Material for this exercise ->

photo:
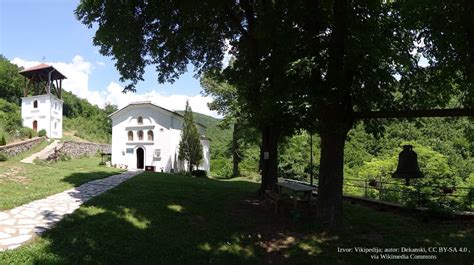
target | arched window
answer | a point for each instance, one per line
(150, 135)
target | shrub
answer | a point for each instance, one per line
(42, 133)
(199, 173)
(3, 157)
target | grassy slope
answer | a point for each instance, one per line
(22, 183)
(169, 219)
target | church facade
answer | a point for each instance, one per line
(147, 136)
(43, 112)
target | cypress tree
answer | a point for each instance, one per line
(190, 147)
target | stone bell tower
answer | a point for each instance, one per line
(41, 104)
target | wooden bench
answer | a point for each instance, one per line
(273, 196)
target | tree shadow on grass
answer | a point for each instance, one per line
(80, 178)
(170, 219)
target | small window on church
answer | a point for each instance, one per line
(150, 135)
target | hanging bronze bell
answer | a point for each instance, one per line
(407, 165)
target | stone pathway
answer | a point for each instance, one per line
(23, 223)
(43, 154)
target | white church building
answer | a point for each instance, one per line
(41, 105)
(147, 136)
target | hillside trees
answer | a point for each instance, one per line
(225, 102)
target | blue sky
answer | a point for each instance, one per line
(35, 31)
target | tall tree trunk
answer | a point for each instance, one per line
(270, 137)
(329, 204)
(235, 151)
(334, 128)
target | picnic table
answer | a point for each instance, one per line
(297, 188)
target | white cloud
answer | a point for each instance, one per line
(174, 102)
(77, 82)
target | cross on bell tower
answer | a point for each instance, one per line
(41, 106)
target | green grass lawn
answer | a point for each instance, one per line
(158, 218)
(22, 183)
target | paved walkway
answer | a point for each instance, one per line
(43, 154)
(21, 224)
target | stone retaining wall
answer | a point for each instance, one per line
(20, 147)
(77, 149)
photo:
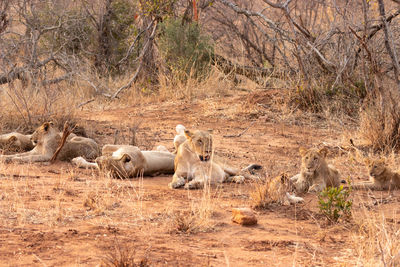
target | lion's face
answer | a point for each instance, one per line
(122, 166)
(376, 167)
(311, 159)
(42, 132)
(201, 143)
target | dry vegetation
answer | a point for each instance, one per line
(270, 75)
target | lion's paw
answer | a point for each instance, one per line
(177, 184)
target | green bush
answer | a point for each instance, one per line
(334, 202)
(185, 49)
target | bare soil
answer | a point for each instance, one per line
(58, 215)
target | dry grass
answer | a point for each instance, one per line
(381, 131)
(124, 256)
(269, 192)
(377, 241)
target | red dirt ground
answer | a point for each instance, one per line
(58, 215)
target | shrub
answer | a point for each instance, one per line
(334, 202)
(185, 49)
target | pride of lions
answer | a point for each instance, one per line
(193, 163)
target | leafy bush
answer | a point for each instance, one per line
(185, 49)
(334, 202)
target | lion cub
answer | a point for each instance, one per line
(195, 163)
(381, 177)
(15, 142)
(315, 174)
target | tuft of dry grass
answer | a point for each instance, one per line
(380, 129)
(377, 240)
(124, 256)
(271, 191)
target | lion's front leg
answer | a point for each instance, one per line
(31, 158)
(195, 184)
(238, 179)
(178, 180)
(317, 187)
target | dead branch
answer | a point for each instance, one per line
(19, 73)
(141, 56)
(252, 73)
(85, 103)
(243, 132)
(389, 43)
(66, 132)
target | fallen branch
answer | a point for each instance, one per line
(66, 133)
(243, 132)
(84, 103)
(141, 56)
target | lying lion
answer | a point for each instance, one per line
(315, 174)
(194, 162)
(15, 142)
(381, 177)
(124, 161)
(46, 139)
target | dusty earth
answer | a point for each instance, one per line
(58, 215)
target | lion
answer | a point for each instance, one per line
(125, 161)
(315, 174)
(16, 142)
(195, 162)
(276, 190)
(381, 177)
(46, 140)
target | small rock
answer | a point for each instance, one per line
(244, 216)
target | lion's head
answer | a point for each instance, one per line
(123, 164)
(43, 133)
(311, 159)
(376, 167)
(201, 143)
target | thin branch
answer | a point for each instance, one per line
(144, 51)
(66, 133)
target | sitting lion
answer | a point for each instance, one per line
(124, 161)
(195, 162)
(15, 142)
(275, 190)
(46, 139)
(381, 177)
(315, 174)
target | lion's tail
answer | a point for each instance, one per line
(180, 129)
(252, 167)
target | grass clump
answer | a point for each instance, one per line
(334, 202)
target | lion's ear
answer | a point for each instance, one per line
(12, 139)
(302, 151)
(323, 151)
(46, 126)
(188, 134)
(381, 160)
(126, 158)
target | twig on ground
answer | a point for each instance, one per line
(66, 133)
(243, 132)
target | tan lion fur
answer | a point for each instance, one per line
(125, 161)
(196, 163)
(381, 177)
(46, 139)
(315, 174)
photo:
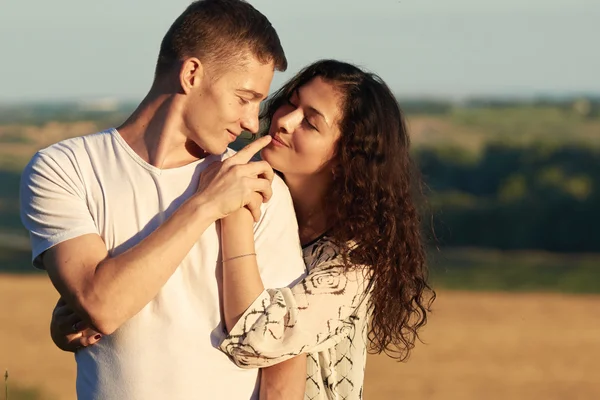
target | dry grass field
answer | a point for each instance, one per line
(479, 346)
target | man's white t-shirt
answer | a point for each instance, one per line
(97, 184)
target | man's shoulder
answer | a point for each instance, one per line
(72, 147)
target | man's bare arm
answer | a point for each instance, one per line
(107, 291)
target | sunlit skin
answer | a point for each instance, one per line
(305, 132)
(204, 111)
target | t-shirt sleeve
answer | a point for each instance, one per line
(53, 202)
(279, 253)
(312, 316)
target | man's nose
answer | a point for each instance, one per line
(250, 122)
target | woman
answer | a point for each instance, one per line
(341, 145)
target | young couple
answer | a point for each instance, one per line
(184, 269)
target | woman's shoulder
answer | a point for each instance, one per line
(325, 251)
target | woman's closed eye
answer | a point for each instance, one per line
(310, 126)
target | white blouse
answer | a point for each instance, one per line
(324, 315)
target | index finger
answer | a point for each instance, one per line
(246, 154)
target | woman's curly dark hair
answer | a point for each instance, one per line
(374, 185)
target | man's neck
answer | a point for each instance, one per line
(154, 132)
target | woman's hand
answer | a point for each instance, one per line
(68, 331)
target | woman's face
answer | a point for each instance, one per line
(305, 130)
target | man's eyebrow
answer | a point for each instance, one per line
(254, 94)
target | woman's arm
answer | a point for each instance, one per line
(241, 287)
(241, 280)
(275, 325)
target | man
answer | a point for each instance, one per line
(125, 227)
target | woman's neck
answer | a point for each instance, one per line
(308, 194)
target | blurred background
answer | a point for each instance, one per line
(503, 104)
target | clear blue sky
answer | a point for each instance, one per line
(64, 49)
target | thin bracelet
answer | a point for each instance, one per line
(243, 255)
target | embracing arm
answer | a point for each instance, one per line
(107, 291)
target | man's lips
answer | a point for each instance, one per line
(277, 141)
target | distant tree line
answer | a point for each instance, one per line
(536, 196)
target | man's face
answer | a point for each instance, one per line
(219, 109)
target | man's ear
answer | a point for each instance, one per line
(191, 74)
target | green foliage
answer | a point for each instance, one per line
(517, 197)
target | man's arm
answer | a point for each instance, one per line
(284, 381)
(107, 291)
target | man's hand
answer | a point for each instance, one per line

Objective -> Transcribe all the data word for word; the images stay out.

Exercise result ->
photo:
target | arched window
answer | a point for each instance, one per line
(150, 135)
target | shrub
answer | a point for each instance, one per line
(42, 133)
(199, 173)
(3, 157)
target | grassy slope
answer | a point for each instance, one per line
(22, 183)
(169, 219)
target | church facade
answer | a point for each instance, one per line
(147, 136)
(43, 112)
target | cypress tree
answer | a point for each instance, one per line
(190, 147)
target | stone bell tower
answer | a point for each instance, one per line
(41, 104)
target | wooden bench
answer | a point for each instance, one per line
(273, 196)
target | tree shadow on grass
answer | a point for each instance, one per line
(80, 178)
(170, 219)
target | small window on church
answer | a point for each instance, one per line
(150, 135)
target | hanging bronze bell
answer | a point for each instance, one per line
(407, 165)
target | stone pathway
answer | a point for each instance, one per line
(23, 223)
(43, 154)
target | white church building
answer | a point for each instance, one per line
(41, 105)
(147, 136)
target | hillside trees
answer | a point for each instance, one per line
(225, 102)
target | blue sky
answer | a point for each instance, one per line
(35, 31)
target | tall tree trunk
answer | a point for each instance, one per line
(270, 137)
(329, 204)
(235, 151)
(334, 128)
target | picnic table
answer | a point for each instance, one per line
(297, 188)
target | white cloud
answer | a point for each instance, one per line
(174, 102)
(77, 82)
target | cross on bell tower
answer | a point for each instance, one per line
(41, 106)
target | green grass lawn
answer | a point for each instance, one per line
(158, 218)
(22, 183)
target | paved walkway
answer | a point for each instance, one per line
(43, 154)
(21, 224)
target | stone retaining wall
answer | a point for each instance, one per line
(20, 147)
(77, 149)
photo:
target | lion's face
answer | a point for each instance, one per line
(122, 166)
(376, 167)
(311, 159)
(42, 132)
(201, 143)
target | dry vegetation
answer | a point for each instance, one per line
(270, 75)
target | lion's paw
answer | a point for each instance, one per line
(177, 184)
target | green bush
answer | a point for each instance, one per line
(334, 202)
(185, 49)
target | bare soil
answer | a point for each instance, one per line
(58, 215)
target | dry grass
answer | a point for each instance, one per line
(381, 131)
(124, 256)
(269, 192)
(377, 241)
target | red dirt ground
answer | a point for each instance, one per line
(58, 215)
target | shrub
answer | a point for each instance, one per line
(334, 202)
(185, 49)
target | pride of lions
answer | a point for each instance, one per line
(193, 163)
target | leafy bush
answer | a point for each instance, one per line
(185, 49)
(334, 202)
target | lion cub
answer | a point for each instance, one per line
(195, 163)
(381, 177)
(15, 142)
(315, 174)
target | tuft of dry grass
answer | a point for each instance, one per line
(380, 129)
(377, 240)
(124, 256)
(271, 191)
target | lion's front leg
answer | a point for each instance, one per line
(31, 158)
(195, 184)
(238, 179)
(178, 180)
(317, 187)
target | dead branch
answer | a point for each instance, one per line
(19, 73)
(141, 56)
(252, 73)
(85, 103)
(243, 132)
(389, 43)
(66, 132)
target | fallen branch
answer | a point for each instance, one per line
(66, 133)
(243, 132)
(84, 103)
(141, 56)
target | lying lion
answer | a point for each instance, one per line
(315, 174)
(194, 162)
(15, 142)
(381, 177)
(124, 161)
(46, 139)
target | dusty earth
answer | a point for each instance, one per line
(58, 215)
target | lion
answer | a point for each instance, one per line
(125, 161)
(315, 174)
(16, 142)
(195, 162)
(276, 190)
(381, 177)
(46, 140)
target | small rock
answer | a point for each instance, one per line
(244, 216)
target | lion's head
answer | a point for each instance, one per line
(123, 164)
(43, 133)
(311, 159)
(376, 167)
(201, 143)
target | thin branch
answer | a point for each instance, one per line
(144, 51)
(66, 133)
target | sitting lion
answer | a point for each instance, one per line
(124, 161)
(195, 162)
(15, 142)
(275, 190)
(46, 139)
(381, 177)
(315, 174)
target | lion's tail
answer | a point for each instance, one per line
(180, 129)
(252, 167)
target | grass clump
answer | a point for each instance, one per line
(334, 202)
target | lion's ear
answer | a point for each instance, one per line
(12, 139)
(302, 151)
(323, 151)
(46, 126)
(188, 134)
(381, 160)
(126, 158)
target | twig on ground
answer | a point for each instance, one per line
(66, 133)
(243, 132)
target | tan lion fur
answer | a point for each instance, one per line
(125, 161)
(196, 163)
(381, 177)
(46, 139)
(315, 174)
photo:
target | dry grass field
answer | a point for each instance, one per line
(479, 346)
target | man's white t-shirt
answer | a point for each instance, one per line
(97, 184)
target | man's shoulder
answer | a point for each instance, one per line
(72, 147)
target | man's bare arm
answer | a point for each instance, one per line
(107, 291)
target | sunlit skin
answer | a point for each instance, one per line
(305, 132)
(204, 111)
target | t-shirt sleeve
answer | a point for each instance, one per line
(53, 202)
(279, 253)
(312, 316)
target | man's nose
answer | a point for each instance, one per line
(250, 122)
target | woman
answer | a point for each instance, one per line
(341, 145)
target | young couple
answer | a point for each instance, one per line
(184, 269)
target | woman's shoulder
answer | a point for each instance, one per line
(325, 251)
target | woman's closed eye
answer | a point for each instance, one per line
(310, 126)
target | white blouse
answer | a point for each instance, one per line
(324, 315)
target | index finger
answer | a point for each instance, one per line
(246, 154)
target | woman's curly dark hair
answer | a point for each instance, one per line
(374, 185)
target | man's neck
answer | a point for each instance, one per line
(154, 132)
target | woman's hand
answer | a point for each instance, one per line
(68, 331)
target | woman's face
answer | a point for each instance, one per line
(305, 130)
target | man's eyebrow
answer | a point for each instance, one per line
(254, 94)
target | woman's arm
answer | a point for each instance, one per line
(241, 287)
(241, 280)
(275, 325)
target | man
answer | a point for each instance, one per line
(125, 227)
target | woman's neck
answer | a point for each instance, one per line
(308, 194)
target | blurred background
answer | a point for each instance, one per line
(503, 104)
target | clear blue sky
answer | a point for each instance, one per line
(64, 49)
target | thin bracelet
answer | a point for each instance, one per line
(243, 255)
target | embracing arm
answer | a point for each instance, one per line
(107, 291)
target | man's lips
answer | a point for each instance, one per line
(277, 141)
target | distant tree line
answer | a point for each instance, one per line
(536, 196)
target | man's face
answer | a point for each instance, one per line
(219, 109)
target | man's ear
answer | a point for each instance, one per line
(191, 74)
target | green foliage
answer | a point for each instance, one per line
(517, 197)
target | man's arm
answer | a point for each instance, one per line
(284, 381)
(107, 291)
target | man's hand
answer | a point for each instance, one per line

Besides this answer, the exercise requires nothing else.